RECORDED DATA:
□ □ □ □ □

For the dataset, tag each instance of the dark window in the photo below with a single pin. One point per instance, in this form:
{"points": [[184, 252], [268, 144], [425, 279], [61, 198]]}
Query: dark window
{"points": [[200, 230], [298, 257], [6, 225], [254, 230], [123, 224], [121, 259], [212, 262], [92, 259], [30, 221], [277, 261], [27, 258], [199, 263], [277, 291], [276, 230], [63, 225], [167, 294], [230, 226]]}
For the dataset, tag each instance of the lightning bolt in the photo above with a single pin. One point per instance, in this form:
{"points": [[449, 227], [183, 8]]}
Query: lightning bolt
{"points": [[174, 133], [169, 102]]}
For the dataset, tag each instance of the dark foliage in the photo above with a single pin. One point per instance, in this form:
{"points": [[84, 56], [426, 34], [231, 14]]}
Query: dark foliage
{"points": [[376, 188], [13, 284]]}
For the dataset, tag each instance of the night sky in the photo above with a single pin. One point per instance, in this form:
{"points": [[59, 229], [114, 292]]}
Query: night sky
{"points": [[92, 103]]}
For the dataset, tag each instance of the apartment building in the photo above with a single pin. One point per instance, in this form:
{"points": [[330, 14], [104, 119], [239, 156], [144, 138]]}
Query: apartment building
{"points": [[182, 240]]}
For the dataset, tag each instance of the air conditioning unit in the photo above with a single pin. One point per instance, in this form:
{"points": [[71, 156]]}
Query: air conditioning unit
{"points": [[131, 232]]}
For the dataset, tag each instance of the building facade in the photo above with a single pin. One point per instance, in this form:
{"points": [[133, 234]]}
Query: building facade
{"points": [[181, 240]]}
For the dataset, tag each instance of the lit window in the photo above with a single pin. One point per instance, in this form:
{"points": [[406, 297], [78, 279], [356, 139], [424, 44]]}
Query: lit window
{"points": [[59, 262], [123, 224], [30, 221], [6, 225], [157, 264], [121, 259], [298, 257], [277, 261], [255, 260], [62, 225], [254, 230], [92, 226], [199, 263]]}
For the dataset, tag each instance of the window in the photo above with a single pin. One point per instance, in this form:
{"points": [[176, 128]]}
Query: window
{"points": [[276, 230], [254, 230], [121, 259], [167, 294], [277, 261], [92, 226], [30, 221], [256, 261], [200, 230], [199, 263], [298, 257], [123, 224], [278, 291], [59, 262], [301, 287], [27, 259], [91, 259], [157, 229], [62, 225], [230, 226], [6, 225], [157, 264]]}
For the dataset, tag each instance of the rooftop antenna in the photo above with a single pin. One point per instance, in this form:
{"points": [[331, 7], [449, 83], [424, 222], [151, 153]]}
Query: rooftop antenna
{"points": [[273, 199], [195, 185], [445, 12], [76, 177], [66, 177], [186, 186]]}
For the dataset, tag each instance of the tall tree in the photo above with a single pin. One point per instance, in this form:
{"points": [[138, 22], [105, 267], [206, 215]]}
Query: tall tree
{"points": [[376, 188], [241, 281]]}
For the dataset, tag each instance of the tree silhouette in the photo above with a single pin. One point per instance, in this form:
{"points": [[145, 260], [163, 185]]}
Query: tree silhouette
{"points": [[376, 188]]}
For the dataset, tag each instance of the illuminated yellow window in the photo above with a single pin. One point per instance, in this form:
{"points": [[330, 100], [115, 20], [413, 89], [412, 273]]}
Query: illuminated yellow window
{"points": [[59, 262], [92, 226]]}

□ □ □ □ □

WHAT IS REQUIRED: The exact wording of every entry above should be written out again.

ANSWER FOR THIS EXERCISE:
For the dataset, tag each instance of the dark window in the photo below with a single pin. One point per instance, in this form:
{"points": [[184, 252], [268, 144], [425, 279], [61, 198]]}
Query: dark window
{"points": [[200, 230], [298, 257], [6, 225], [254, 230], [123, 224], [121, 259], [212, 262], [92, 259], [30, 221], [277, 261], [27, 258], [199, 263], [277, 291], [276, 230], [63, 225], [167, 294], [230, 226]]}
For the dataset, tag each instance of the lightning bolt in the photo above with a single pin. One point per instance, in this form:
{"points": [[449, 227], [183, 8]]}
Query: lightning bolt
{"points": [[174, 133], [169, 102]]}
For the dataset, tag each instance of the dark foliage in the photo above with a single pin. One point per instance, in this form:
{"points": [[84, 56], [426, 34], [231, 14]]}
Query: dark foliage
{"points": [[376, 188], [13, 284]]}
For the dataset, tag each instance of the night sky in the photo above with a single pin. One point per instance, in this form:
{"points": [[59, 229], [114, 292]]}
Query: night sky
{"points": [[92, 103]]}
For the dataset, tag each instance of the apartment building in the photo above with a single pin. One point per instance, in this form:
{"points": [[330, 14], [104, 119], [239, 156], [144, 138]]}
Query: apartment building
{"points": [[182, 240]]}
For the dataset, tag each instance of the air conditioning unit in the photo above with a single pin. One point per instance, in this form:
{"points": [[71, 156]]}
Query: air conditioning unit
{"points": [[131, 232]]}
For the dataset, tag each instance of the building facade in the photo above with a single pin. One point per instance, in this form:
{"points": [[133, 234]]}
Query: building facade
{"points": [[181, 240]]}
For the dataset, tag each instance of the lit window in the photo above with a single pin. One point per instance, in this form:
{"points": [[406, 297], [78, 279], [356, 139], [424, 44]]}
Query: lit window
{"points": [[59, 262], [123, 224], [30, 221], [6, 225], [157, 264], [121, 259], [298, 257], [277, 261], [255, 260], [62, 225], [254, 230], [92, 226], [199, 263]]}
For the dataset, tag each instance of the window in the photo above with a single pin. One point per instance, in this form:
{"points": [[176, 128]]}
Query: window
{"points": [[276, 230], [254, 230], [121, 259], [167, 294], [277, 261], [92, 226], [30, 221], [256, 261], [200, 230], [199, 263], [298, 257], [123, 224], [278, 291], [59, 262], [301, 287], [27, 259], [91, 259], [157, 229], [62, 225], [230, 226], [6, 225], [157, 264]]}
For the dataset, tag each instance of the rooftop antenna in the photo above with a single pin. One point per instance, in this form:
{"points": [[331, 7], [449, 83], [424, 222], [151, 153]]}
Query: rooftop antenna
{"points": [[273, 199], [195, 185], [445, 12], [76, 177], [66, 177], [186, 186]]}
For the dataset, tag each instance of the tall tree in the photo above with a single pin. One point per instance, in this form:
{"points": [[138, 22], [105, 267], [206, 215]]}
Query: tall tree
{"points": [[376, 188], [241, 281]]}
For the dataset, tag each instance of the tree silhouette in the photo above with a single pin. One point per instance, in this form:
{"points": [[145, 260], [163, 185]]}
Query: tree silhouette
{"points": [[376, 188]]}
For the dataset, tag each instance of the illuminated yellow window in the photo above with a single pin. One point per instance, in this form:
{"points": [[330, 100], [115, 20], [413, 89], [412, 273]]}
Query: illuminated yellow window
{"points": [[59, 262], [92, 226]]}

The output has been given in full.